[Problem to solve] Locate every line in the records below that contains the word "console", and copy each one.
##### The records #####
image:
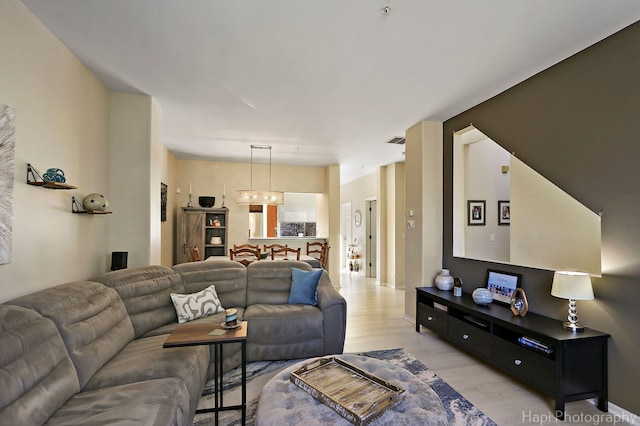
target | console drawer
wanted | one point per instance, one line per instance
(432, 318)
(469, 336)
(524, 363)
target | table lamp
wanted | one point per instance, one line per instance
(573, 286)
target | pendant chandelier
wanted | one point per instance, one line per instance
(260, 196)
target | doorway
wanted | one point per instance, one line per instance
(372, 237)
(345, 232)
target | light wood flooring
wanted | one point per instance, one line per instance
(375, 321)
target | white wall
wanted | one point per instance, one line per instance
(62, 119)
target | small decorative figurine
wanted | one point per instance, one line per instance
(54, 175)
(519, 304)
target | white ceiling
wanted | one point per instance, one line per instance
(323, 82)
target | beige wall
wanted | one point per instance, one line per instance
(210, 177)
(357, 192)
(62, 120)
(423, 241)
(168, 228)
(130, 150)
(395, 230)
(386, 185)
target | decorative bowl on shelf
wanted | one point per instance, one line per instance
(95, 201)
(206, 201)
(482, 296)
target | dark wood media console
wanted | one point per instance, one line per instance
(535, 349)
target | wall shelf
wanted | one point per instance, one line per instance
(32, 179)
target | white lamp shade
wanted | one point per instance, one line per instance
(256, 196)
(572, 285)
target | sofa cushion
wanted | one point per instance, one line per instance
(304, 286)
(283, 331)
(145, 292)
(270, 282)
(230, 279)
(196, 305)
(91, 319)
(36, 373)
(153, 402)
(146, 359)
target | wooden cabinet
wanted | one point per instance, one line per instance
(566, 365)
(205, 228)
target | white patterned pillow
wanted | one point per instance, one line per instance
(196, 305)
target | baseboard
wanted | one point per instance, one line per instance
(619, 414)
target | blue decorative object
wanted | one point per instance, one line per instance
(54, 175)
(304, 287)
(482, 296)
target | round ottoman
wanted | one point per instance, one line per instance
(283, 403)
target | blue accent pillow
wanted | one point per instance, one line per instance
(304, 287)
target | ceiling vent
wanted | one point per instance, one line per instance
(397, 141)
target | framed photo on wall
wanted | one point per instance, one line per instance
(504, 212)
(476, 212)
(163, 202)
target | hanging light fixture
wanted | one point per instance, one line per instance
(259, 196)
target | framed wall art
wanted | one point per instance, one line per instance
(502, 284)
(163, 202)
(476, 212)
(504, 212)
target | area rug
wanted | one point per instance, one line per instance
(459, 410)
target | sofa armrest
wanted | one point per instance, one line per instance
(334, 315)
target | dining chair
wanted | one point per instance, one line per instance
(269, 247)
(249, 246)
(244, 255)
(285, 251)
(324, 257)
(315, 249)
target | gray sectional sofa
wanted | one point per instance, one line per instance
(90, 352)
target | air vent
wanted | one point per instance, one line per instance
(397, 141)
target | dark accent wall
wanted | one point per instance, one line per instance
(578, 124)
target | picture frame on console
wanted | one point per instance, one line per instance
(504, 212)
(476, 212)
(503, 285)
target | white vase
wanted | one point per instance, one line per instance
(444, 281)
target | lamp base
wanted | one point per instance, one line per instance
(573, 326)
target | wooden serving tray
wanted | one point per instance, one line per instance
(356, 395)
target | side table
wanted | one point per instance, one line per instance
(192, 334)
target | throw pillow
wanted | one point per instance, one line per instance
(304, 286)
(196, 305)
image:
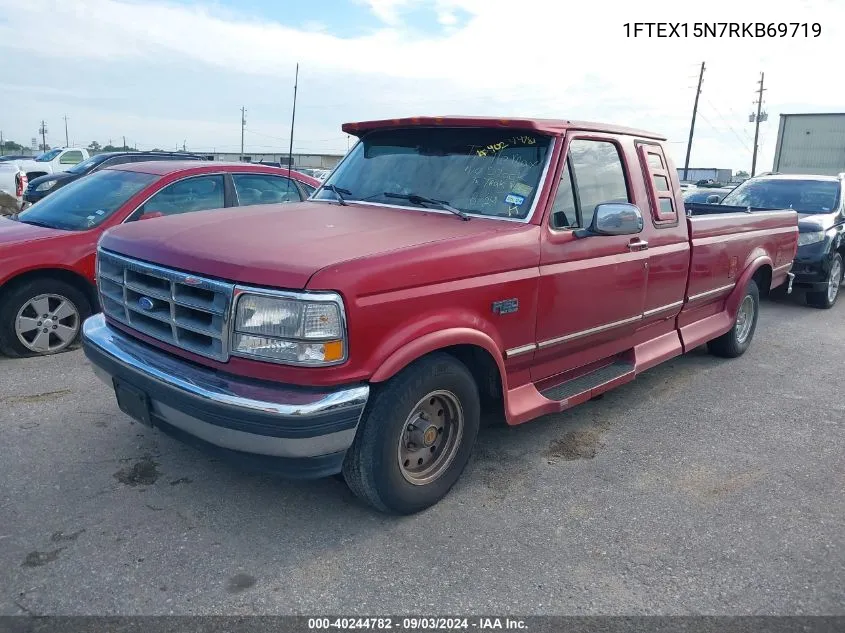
#####
[Answer for the task]
target | console drawer
target | dark wood media console
target | picture frame on console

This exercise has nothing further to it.